==== RECORDED INFORMATION ====

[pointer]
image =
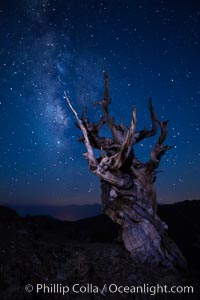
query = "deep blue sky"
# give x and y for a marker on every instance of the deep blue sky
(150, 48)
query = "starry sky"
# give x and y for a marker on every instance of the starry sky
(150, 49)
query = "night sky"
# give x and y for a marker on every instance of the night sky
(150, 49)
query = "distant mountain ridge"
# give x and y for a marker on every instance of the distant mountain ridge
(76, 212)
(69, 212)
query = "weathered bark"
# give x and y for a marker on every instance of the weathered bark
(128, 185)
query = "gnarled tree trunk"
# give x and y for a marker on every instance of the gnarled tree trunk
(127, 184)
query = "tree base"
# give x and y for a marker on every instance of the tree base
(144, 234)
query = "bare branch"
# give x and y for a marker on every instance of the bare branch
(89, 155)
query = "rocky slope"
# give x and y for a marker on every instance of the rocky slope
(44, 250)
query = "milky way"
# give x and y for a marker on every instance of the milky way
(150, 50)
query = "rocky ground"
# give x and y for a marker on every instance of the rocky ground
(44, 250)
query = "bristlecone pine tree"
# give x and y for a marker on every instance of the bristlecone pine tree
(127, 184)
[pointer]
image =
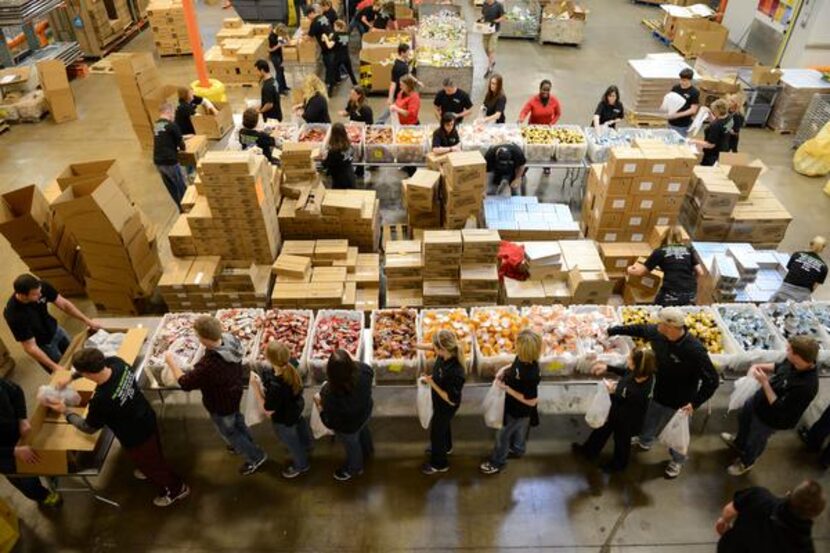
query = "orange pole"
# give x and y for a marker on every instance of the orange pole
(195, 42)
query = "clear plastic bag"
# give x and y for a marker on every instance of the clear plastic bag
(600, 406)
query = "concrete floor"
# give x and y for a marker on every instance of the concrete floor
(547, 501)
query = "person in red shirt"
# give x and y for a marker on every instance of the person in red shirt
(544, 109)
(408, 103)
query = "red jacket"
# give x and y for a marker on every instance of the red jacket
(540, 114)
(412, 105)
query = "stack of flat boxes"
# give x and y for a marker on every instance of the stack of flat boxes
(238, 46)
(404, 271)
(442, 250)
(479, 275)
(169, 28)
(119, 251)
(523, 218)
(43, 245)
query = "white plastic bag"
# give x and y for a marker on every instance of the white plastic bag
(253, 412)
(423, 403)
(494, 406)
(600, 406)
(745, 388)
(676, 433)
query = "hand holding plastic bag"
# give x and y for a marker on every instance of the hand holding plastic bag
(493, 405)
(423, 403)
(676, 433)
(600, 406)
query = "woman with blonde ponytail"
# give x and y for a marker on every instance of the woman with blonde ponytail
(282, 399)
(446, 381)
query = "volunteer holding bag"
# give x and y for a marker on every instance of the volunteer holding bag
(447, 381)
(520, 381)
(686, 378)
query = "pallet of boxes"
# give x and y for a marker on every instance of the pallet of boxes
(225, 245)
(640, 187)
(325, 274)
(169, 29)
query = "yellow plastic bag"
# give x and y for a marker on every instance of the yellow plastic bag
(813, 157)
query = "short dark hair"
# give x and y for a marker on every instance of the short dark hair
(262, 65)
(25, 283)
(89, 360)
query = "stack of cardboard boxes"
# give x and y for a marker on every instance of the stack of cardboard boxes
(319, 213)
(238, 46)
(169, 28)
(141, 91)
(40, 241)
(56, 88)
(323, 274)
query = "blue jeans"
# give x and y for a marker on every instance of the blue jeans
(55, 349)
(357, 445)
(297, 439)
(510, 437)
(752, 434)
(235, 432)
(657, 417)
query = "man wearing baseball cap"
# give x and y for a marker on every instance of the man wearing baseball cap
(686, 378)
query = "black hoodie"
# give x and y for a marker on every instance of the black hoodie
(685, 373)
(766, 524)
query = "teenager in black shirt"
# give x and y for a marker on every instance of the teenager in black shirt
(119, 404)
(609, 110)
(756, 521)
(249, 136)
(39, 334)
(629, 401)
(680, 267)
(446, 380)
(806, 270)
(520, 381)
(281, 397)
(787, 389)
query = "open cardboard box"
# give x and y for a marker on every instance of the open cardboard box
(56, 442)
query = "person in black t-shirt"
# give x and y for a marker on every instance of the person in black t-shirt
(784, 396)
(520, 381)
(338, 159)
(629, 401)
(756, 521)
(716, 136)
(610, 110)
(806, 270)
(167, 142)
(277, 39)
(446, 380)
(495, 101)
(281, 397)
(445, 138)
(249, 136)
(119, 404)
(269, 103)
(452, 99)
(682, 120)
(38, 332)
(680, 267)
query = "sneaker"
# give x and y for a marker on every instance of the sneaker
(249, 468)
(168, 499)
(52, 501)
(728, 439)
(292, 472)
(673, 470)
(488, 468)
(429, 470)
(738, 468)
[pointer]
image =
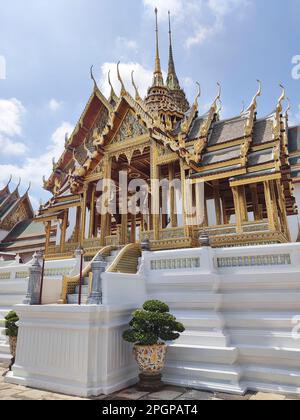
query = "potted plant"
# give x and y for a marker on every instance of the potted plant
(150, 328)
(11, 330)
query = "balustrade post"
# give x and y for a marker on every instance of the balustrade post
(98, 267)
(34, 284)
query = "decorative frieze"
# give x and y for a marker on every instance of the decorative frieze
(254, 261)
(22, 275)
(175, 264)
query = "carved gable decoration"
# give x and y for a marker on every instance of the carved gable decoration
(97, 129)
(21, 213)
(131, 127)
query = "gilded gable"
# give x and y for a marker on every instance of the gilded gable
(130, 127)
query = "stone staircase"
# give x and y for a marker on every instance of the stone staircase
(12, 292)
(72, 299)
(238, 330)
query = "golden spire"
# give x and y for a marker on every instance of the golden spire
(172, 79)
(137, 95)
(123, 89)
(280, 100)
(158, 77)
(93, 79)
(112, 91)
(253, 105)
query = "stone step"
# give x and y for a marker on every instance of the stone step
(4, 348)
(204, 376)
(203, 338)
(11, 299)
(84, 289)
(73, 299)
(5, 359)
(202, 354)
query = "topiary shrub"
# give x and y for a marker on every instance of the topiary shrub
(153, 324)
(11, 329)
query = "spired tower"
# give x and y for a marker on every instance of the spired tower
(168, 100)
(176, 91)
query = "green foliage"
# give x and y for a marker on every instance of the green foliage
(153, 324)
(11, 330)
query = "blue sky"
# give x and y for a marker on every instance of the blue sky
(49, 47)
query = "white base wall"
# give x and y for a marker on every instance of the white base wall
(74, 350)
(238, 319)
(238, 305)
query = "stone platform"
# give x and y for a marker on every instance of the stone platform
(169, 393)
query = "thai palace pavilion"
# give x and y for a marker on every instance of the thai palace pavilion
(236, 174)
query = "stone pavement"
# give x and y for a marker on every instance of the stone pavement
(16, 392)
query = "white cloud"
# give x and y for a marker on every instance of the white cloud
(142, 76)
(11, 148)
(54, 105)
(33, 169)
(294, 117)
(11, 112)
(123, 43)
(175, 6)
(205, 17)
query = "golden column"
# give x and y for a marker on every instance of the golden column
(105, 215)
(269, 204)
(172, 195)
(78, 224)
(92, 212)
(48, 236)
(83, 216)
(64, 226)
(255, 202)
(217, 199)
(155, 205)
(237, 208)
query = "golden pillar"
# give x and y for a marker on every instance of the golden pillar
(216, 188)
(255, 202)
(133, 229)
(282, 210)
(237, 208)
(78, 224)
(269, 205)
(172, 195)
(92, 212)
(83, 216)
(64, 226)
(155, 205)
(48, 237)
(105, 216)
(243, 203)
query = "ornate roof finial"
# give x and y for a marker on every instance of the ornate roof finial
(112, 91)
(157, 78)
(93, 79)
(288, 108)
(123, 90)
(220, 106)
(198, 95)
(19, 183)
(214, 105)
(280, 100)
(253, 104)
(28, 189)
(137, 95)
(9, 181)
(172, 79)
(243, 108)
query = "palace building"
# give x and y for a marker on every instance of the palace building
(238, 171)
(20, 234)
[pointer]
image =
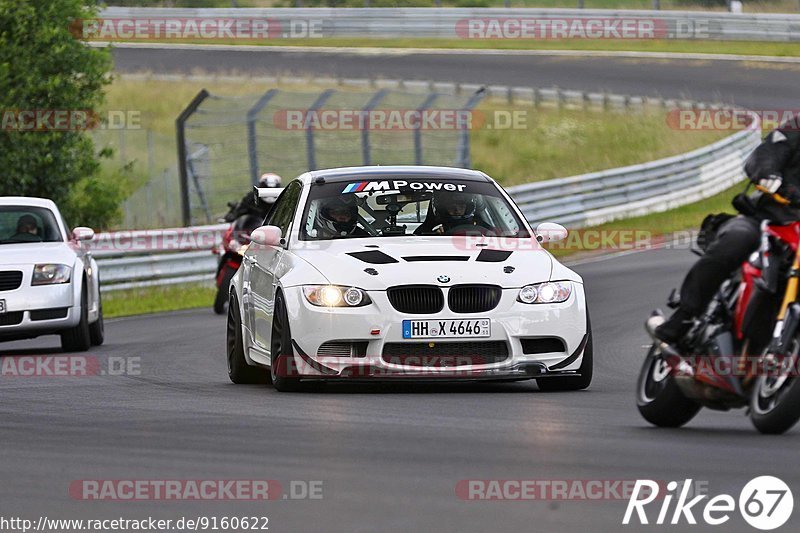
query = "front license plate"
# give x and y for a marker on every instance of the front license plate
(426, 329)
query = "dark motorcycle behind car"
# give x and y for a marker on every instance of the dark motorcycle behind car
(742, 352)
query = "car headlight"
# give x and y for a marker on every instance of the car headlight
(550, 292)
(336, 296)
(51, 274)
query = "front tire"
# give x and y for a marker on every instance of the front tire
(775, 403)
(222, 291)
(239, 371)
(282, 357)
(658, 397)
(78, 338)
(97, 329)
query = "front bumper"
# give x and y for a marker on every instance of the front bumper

====
==== RECORDED INFORMATION ====

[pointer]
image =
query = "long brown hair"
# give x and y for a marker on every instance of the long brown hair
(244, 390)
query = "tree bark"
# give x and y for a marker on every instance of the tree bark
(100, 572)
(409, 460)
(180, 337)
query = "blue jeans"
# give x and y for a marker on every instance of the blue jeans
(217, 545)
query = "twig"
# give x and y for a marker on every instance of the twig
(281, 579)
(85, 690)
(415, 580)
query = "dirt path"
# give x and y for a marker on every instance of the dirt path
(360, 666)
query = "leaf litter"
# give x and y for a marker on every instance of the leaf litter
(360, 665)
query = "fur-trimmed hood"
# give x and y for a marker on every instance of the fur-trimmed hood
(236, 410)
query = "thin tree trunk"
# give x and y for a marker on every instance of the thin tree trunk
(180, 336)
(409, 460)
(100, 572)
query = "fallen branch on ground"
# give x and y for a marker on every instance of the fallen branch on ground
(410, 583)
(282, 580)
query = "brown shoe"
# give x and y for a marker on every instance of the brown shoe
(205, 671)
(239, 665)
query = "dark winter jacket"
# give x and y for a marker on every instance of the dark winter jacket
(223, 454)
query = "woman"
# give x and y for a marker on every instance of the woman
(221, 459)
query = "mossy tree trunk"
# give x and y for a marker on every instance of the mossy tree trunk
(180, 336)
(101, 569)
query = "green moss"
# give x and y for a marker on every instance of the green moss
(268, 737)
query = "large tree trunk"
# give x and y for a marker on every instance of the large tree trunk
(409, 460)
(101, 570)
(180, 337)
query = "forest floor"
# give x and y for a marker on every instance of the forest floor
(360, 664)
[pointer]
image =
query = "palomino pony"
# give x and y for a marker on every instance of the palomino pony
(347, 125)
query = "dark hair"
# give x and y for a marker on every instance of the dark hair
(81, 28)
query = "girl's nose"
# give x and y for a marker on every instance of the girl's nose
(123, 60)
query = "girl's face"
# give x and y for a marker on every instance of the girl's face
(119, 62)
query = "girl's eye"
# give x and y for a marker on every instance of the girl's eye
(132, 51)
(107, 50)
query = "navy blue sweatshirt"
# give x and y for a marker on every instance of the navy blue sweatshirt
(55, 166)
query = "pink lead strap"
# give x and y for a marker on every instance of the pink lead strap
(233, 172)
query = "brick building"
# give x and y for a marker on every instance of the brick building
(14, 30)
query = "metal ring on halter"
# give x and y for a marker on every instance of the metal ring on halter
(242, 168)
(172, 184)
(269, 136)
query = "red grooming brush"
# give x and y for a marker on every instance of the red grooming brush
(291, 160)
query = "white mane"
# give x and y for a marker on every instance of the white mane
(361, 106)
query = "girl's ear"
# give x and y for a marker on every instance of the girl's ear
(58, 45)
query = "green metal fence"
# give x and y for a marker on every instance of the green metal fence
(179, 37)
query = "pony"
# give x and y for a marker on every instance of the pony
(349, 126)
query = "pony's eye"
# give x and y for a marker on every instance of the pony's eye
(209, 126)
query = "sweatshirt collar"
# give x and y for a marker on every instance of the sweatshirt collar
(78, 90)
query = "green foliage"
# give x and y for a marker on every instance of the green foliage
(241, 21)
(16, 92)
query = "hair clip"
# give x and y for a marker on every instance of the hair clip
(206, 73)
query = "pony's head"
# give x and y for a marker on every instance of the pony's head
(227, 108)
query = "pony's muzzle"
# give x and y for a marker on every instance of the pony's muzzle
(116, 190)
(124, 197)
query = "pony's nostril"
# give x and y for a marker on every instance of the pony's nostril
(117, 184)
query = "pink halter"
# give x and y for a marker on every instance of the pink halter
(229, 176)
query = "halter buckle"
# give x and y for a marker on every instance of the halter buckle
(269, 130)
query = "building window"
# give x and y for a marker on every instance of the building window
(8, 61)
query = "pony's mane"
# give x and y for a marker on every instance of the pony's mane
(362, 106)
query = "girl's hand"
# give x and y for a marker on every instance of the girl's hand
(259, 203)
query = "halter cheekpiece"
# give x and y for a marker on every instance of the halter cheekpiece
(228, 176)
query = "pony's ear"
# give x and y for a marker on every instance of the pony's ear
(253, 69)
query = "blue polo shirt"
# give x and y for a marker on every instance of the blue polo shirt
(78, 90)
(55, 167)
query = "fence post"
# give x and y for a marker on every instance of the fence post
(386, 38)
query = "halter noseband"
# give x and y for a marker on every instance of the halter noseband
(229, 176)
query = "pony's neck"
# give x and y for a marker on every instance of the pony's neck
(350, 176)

====
==== RECORDED INFORMATION ====

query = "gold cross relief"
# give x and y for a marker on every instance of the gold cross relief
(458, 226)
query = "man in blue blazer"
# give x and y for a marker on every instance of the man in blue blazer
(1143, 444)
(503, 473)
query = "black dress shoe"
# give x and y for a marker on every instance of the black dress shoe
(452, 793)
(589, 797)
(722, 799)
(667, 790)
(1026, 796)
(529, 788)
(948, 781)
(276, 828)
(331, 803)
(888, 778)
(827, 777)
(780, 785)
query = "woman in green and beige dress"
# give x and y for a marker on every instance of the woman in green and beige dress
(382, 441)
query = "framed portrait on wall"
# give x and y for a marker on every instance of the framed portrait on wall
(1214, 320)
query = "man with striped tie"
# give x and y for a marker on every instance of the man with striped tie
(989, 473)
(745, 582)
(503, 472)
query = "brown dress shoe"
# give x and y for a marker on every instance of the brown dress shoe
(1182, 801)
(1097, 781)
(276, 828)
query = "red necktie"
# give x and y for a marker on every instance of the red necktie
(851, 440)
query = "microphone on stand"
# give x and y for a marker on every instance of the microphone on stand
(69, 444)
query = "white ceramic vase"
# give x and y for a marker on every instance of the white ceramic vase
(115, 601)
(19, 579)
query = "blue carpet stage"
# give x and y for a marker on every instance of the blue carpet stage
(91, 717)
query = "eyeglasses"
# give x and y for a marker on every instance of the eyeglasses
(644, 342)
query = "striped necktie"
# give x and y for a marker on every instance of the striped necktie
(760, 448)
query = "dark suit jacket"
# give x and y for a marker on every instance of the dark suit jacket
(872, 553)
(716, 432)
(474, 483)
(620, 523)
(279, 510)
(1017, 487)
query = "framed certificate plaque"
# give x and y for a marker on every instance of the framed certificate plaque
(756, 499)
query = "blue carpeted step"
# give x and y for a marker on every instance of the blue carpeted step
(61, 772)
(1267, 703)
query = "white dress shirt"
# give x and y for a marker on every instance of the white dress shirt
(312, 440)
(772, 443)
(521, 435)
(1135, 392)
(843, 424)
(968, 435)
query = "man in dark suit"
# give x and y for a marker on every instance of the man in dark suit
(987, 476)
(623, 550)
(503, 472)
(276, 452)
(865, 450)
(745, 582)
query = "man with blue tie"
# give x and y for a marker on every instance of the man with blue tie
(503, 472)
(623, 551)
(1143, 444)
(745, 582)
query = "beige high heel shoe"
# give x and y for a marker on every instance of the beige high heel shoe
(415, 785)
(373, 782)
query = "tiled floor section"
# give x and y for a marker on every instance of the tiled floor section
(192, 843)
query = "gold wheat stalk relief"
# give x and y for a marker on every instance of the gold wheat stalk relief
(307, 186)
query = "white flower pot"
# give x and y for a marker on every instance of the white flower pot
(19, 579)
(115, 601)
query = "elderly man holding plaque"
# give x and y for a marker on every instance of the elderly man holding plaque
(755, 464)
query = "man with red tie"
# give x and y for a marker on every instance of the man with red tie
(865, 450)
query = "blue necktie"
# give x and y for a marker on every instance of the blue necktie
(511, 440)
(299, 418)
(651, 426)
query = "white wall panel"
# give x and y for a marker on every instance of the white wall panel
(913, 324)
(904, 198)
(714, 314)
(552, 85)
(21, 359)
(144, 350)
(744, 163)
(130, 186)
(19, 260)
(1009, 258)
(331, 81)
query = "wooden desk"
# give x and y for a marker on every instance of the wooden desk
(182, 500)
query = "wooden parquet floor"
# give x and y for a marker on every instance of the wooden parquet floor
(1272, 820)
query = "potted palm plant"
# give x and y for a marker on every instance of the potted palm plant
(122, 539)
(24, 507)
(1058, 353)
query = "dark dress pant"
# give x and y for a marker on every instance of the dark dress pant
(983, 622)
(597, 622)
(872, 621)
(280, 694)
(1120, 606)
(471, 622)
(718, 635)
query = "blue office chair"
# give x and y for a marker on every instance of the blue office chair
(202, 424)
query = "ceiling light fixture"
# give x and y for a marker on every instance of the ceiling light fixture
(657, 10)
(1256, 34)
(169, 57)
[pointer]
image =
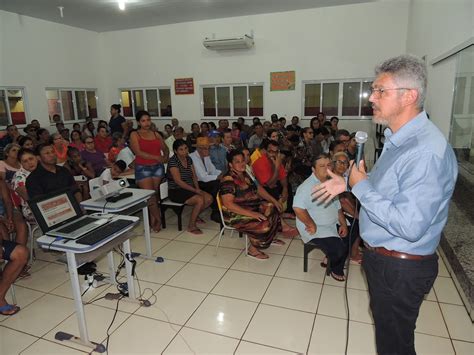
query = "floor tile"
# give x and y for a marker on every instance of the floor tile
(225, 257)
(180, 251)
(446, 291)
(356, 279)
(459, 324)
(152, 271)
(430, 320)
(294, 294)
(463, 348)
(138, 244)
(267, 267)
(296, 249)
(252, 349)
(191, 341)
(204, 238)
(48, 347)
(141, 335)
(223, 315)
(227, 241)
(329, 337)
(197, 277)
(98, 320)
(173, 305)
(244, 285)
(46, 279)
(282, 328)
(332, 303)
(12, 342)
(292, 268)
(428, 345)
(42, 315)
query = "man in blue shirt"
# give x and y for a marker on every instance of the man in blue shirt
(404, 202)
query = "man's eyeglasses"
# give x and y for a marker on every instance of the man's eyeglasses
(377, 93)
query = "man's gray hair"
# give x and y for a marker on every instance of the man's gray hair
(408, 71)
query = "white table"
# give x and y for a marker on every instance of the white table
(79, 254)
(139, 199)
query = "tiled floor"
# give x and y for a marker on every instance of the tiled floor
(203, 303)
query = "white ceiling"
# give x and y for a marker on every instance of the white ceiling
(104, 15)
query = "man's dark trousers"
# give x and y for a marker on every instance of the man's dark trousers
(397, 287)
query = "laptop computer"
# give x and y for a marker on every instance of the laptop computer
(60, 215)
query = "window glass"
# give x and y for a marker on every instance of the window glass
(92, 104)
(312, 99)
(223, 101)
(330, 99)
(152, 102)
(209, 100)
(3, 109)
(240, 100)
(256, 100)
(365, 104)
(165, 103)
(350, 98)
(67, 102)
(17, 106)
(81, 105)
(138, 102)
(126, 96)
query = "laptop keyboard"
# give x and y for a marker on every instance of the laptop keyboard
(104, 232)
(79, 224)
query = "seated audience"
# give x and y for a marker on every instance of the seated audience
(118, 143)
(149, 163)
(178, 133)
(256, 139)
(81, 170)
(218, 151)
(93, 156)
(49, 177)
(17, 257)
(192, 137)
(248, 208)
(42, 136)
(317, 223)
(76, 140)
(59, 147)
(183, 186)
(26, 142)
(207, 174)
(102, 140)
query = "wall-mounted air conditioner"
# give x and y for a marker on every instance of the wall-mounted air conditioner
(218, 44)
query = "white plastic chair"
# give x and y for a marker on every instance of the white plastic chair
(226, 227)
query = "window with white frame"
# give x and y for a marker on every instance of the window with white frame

====

* **PROBLEM TO WORK ON**:
From the entries, copy out each line containing the word "bumper".

* **RESPONSE TO THIS EXERCISE**:
query = "front bumper"
# give x and y for a marker on every instance of the front bumper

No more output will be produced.